## REQUIREMENT
Beginning at the line that holds "column 429, row 421", copy the material below exactly through its last line.

## INFORMATION SUPPLIED
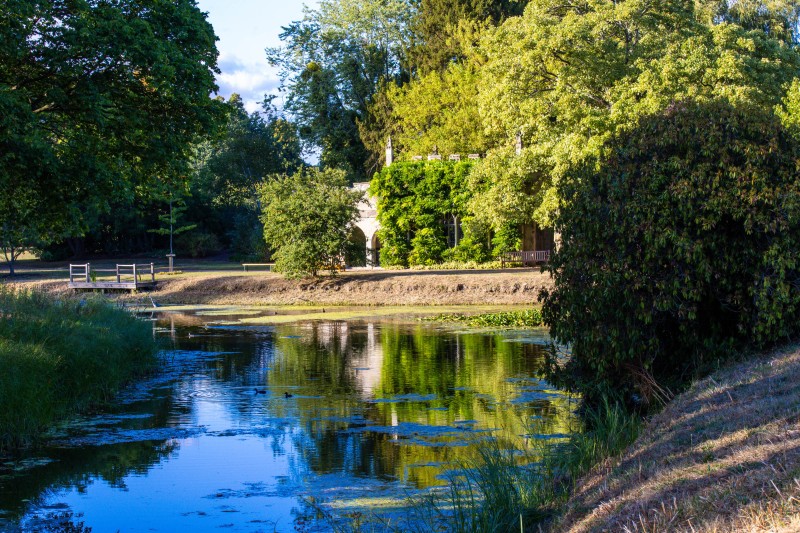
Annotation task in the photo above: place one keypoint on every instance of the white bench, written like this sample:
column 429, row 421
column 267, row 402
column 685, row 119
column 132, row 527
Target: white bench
column 268, row 266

## COMPLETED TASK
column 429, row 421
column 267, row 402
column 685, row 119
column 132, row 527
Target: white bench
column 268, row 266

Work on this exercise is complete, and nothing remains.